ARTICLE:
○ ○ ○ ○ ○

ON THE TRAIL OF STEINBECK'S AMERICA

A journey that loses its way on the road to significance.

The thin chronicle of a cross-country trip modeled on John Steinbeck’s Travels with Charley.

When Barich (A Pint of Plain: Tradition, Change, and the Fate of the Irish Pub, 2009, etc.) revisited the 1962 classic and decided it was ripe for an update, it must have seemed like a good idea at the time. Most readers remember the travelogue as comic in tone, but Barich found much of its social commentary not only bleak but prophetic. So he committed himself to a two-month, 6,000-mile drive across the country, avoiding cities and major highways as much as possible while trying to take the pulse of the country on the eve of a pivotal presidential election. Unfortunately for the reader, too much of what the author offers as discovery is obvious to the point of cliché. A California hippie in the 1960s who has spent nearly a decade in Ireland, he learns on his return to his homeland that many conservatives not only listen to talk radio but parrot the likes of Rush Limbaugh. “In an earlier century, they’d have been selling snake oil,” he writes of airwave propagandists. He finds an America overrun by chain operations and malls—“repetitiveness robs travel of its essence. There’s nothing to discover”—yet he also finds some good fishing here and there, some natural beauty (particularly in Colorado) and some tasty meals in regional restaurants. Most of the places he visits merit little more than a page, while some are dispensed in a paragraph. When he moves from the specific to the general, the results can be glib: “Often I think Mexicans know something I don’t. They seem to have an ease of being I envy. I can’t remember ever meeting a dour Mexican in California—nasty, yes, and even obnoxious, but never dour.” He sees challenges and contradictions in the American ethos, but ultimately proclaims that he is “more hopeful than Steinbeck.”

○ ○ ○ ○ ○

REQUIREMENT 1:
In the review, write out everything from "ON THE TRAIL" down to "Steinbeck’s Travels with Charley." again, changing "journey" to "voyage".
REQUIREMENT 2:
Answer these questions from the review:
(a) How long did the author's drive across the country last, and how many miles did it cover?
(b) In which country had the author spent nearly a decade?
(c) Which state does the review name for its natural beauty?

○ ○ ○ ○ ○

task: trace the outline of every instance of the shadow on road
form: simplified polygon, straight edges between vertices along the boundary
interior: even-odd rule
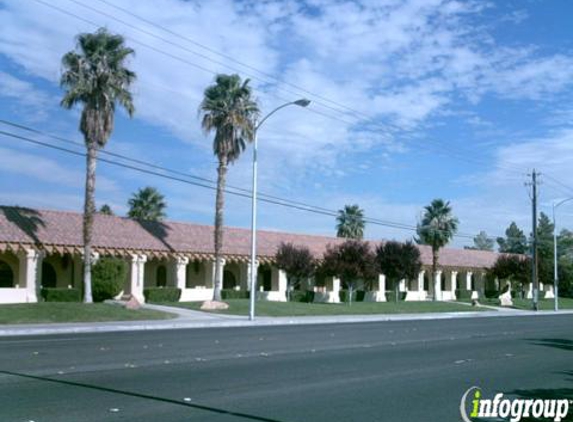
[[[121,394],[123,396],[137,397],[137,398],[145,399],[145,400],[154,400],[154,401],[158,401],[158,402],[162,402],[162,403],[169,403],[169,404],[174,404],[177,406],[190,407],[193,409],[203,410],[206,412],[217,413],[220,415],[229,415],[229,416],[234,416],[234,417],[242,418],[242,419],[248,419],[248,420],[252,420],[252,421],[281,422],[277,419],[265,418],[264,416],[249,415],[247,413],[234,412],[232,410],[219,409],[217,407],[204,406],[201,404],[194,404],[194,403],[187,403],[187,402],[182,402],[180,400],[169,399],[166,397],[157,397],[157,396],[152,396],[150,394],[142,394],[142,393],[136,393],[136,392],[132,392],[132,391],[118,390],[116,388],[101,387],[98,385],[84,384],[81,382],[66,381],[66,380],[41,377],[41,376],[36,376],[36,375],[21,374],[18,372],[11,372],[11,371],[1,371],[1,370],[0,370],[0,374],[10,375],[13,377],[33,379],[33,380],[37,380],[37,381],[44,381],[44,382],[51,382],[51,383],[56,383],[56,384],[69,385],[69,386],[73,386],[73,387],[87,388],[87,389],[97,390],[97,391],[104,391],[106,393]]]
[[[543,339],[529,339],[531,344],[535,346],[552,347],[565,351],[573,351],[573,340],[562,339],[562,338],[543,338]],[[570,385],[573,384],[573,370],[558,372],[565,376],[565,381]],[[514,390],[507,394],[514,395],[522,399],[568,399],[571,403],[573,400],[573,387],[562,387],[562,388],[535,388],[531,390]],[[569,406],[571,409],[567,414],[567,417],[563,419],[563,422],[573,422],[573,405]],[[524,418],[523,422],[533,422],[539,419],[534,418]]]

○ ○ ○ ○ ○

FULL OUTPUT 1:
ON THE TRAIL OF STEINBECK'S AMERICA

A voyage that loses its way on the road to significance.

The thin chronicle of a cross-country trip modeled on John Steinbeck’s Travels with Charley.

FULL OUTPUT 2:
(a) Two months and 6,000 miles.
(b) Ireland.
(c) Colorado.